| Provided records |
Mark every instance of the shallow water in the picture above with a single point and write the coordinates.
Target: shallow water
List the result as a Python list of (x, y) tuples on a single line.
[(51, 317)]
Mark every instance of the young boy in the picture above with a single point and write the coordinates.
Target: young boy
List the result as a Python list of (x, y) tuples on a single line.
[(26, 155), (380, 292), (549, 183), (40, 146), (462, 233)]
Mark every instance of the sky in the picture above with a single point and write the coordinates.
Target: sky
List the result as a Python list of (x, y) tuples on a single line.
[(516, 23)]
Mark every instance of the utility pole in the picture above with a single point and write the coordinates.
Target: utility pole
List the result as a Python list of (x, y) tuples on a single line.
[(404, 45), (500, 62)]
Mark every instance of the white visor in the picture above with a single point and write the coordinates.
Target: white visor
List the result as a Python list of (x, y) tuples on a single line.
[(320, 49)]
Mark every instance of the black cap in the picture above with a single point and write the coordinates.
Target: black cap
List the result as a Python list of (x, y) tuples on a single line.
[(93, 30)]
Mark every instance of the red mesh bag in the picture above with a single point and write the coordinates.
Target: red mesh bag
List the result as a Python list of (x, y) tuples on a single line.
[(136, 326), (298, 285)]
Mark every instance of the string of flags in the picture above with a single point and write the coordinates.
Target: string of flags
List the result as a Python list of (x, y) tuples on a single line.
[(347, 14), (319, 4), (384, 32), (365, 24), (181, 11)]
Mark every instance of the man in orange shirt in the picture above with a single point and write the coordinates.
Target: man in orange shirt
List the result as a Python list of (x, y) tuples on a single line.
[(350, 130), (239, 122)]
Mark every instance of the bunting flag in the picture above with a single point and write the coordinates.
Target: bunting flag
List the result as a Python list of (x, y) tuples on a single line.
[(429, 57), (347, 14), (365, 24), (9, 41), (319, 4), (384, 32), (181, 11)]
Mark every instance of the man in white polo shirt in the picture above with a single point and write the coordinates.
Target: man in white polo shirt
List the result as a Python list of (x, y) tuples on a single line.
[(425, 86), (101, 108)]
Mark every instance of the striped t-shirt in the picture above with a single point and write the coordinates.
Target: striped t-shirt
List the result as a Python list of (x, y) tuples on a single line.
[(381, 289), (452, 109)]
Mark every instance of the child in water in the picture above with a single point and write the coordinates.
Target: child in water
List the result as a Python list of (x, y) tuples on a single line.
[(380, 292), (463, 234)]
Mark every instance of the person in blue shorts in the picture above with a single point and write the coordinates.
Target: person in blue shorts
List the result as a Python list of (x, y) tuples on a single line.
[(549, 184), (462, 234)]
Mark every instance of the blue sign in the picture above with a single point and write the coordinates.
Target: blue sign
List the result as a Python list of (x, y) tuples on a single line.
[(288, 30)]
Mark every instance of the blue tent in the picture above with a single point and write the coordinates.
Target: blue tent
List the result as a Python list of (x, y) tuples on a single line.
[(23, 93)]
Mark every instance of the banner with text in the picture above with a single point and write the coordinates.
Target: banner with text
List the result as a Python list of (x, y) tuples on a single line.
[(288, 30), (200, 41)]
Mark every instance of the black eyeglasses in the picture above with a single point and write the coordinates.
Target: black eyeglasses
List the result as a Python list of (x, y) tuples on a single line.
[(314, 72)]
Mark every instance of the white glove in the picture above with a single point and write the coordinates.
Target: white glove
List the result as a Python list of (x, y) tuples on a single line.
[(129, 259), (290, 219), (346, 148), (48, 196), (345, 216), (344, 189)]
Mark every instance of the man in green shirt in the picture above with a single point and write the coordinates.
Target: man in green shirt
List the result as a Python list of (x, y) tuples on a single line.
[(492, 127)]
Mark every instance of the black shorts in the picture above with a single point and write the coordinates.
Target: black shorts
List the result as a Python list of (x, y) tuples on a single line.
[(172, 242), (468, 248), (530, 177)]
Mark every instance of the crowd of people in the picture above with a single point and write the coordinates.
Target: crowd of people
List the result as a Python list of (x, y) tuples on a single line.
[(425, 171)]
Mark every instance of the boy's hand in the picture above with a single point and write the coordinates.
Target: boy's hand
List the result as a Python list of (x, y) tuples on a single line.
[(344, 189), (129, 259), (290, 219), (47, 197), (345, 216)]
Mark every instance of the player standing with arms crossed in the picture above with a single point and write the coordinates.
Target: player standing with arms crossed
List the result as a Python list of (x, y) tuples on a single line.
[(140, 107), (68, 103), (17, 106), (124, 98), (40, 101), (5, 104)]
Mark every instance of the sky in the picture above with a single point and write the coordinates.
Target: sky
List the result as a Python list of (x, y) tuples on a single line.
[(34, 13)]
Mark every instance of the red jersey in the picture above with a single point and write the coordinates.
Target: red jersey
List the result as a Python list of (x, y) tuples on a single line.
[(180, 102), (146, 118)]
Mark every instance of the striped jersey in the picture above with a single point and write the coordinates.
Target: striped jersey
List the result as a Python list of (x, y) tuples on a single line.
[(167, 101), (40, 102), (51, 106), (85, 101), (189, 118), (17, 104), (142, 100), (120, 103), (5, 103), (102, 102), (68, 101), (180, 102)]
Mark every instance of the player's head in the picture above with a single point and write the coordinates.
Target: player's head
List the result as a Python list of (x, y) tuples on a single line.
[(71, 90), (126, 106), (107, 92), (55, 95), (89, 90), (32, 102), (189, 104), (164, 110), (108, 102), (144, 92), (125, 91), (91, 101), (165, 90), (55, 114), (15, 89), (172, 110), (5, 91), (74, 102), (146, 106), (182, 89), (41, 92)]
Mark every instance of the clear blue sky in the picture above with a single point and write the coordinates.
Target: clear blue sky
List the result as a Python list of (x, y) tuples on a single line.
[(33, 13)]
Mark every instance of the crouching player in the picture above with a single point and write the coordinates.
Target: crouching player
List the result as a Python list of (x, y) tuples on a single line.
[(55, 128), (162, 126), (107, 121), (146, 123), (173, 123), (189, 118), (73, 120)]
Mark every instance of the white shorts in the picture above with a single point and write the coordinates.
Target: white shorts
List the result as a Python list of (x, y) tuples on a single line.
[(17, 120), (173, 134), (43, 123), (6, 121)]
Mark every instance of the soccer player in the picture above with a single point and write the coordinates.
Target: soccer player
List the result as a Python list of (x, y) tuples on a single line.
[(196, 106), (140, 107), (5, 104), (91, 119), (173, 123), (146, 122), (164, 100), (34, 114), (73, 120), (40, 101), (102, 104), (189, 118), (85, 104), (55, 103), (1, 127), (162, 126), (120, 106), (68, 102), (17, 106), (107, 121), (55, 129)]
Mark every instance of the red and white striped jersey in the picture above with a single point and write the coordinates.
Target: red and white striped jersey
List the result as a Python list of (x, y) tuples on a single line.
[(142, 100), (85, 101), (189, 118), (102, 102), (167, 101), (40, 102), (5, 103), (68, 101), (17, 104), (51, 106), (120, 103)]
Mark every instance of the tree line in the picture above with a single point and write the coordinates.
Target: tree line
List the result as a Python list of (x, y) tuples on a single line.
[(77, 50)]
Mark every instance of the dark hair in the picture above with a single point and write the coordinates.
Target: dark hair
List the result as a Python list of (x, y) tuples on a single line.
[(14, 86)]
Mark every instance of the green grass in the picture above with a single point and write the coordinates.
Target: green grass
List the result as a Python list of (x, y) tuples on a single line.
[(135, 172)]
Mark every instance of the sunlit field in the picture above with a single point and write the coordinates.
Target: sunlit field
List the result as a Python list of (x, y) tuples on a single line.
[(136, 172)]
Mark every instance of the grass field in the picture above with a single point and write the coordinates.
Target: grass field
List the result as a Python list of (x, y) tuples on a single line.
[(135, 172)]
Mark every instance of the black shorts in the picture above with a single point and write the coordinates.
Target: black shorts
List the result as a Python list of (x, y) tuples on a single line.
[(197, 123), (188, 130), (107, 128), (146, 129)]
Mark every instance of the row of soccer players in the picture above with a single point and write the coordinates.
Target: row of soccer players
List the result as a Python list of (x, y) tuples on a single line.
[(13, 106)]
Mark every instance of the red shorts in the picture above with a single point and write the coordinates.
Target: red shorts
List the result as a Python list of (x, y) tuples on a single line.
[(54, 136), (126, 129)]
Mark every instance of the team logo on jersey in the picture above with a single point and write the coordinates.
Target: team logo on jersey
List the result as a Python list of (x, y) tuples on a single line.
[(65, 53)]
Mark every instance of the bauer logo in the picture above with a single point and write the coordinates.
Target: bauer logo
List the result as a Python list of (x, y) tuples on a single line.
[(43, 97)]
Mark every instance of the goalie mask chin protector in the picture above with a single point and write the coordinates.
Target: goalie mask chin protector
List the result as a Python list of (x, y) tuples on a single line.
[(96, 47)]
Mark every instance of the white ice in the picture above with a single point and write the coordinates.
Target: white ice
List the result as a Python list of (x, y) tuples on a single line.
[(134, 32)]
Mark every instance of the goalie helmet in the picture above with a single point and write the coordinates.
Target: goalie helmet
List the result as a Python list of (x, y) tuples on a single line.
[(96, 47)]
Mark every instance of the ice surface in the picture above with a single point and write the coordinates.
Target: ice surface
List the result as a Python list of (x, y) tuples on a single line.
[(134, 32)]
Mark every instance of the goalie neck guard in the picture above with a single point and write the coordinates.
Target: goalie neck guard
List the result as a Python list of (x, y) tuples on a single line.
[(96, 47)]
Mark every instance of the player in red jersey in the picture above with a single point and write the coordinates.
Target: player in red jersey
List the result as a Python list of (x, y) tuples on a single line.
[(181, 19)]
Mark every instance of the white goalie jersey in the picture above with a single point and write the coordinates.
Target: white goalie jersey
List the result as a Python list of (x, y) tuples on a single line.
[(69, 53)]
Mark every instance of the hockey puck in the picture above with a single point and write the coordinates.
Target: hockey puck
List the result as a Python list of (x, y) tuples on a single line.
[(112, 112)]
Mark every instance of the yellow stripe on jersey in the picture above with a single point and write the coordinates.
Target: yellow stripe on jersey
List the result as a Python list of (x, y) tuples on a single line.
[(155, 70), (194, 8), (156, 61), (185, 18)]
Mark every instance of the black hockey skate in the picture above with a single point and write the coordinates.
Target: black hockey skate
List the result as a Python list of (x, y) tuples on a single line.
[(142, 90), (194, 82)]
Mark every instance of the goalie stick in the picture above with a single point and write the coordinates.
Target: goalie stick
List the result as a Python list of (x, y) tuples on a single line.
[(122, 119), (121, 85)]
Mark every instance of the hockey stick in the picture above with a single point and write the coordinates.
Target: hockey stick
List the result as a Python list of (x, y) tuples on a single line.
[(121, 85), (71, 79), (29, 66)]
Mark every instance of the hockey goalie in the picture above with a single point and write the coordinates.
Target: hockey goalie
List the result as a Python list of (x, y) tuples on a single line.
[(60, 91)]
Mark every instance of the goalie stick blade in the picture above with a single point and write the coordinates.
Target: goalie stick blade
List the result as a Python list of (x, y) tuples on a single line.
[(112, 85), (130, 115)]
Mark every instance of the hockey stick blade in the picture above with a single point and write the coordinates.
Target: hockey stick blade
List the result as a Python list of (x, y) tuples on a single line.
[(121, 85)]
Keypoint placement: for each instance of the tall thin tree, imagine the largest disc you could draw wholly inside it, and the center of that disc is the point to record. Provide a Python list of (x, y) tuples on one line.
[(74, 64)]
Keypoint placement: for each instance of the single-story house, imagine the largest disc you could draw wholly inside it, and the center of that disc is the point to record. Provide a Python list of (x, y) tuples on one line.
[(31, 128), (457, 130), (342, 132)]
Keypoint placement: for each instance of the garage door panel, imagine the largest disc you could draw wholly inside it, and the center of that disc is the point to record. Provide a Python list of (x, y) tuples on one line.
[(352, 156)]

| What is expected |
Filter the records, keeping only lines that contain "skate", and show those lines.

| Your response |
Mark every instance of the black hockey skate in the picture above with a single point and write the coordinates.
Target: black hockey skate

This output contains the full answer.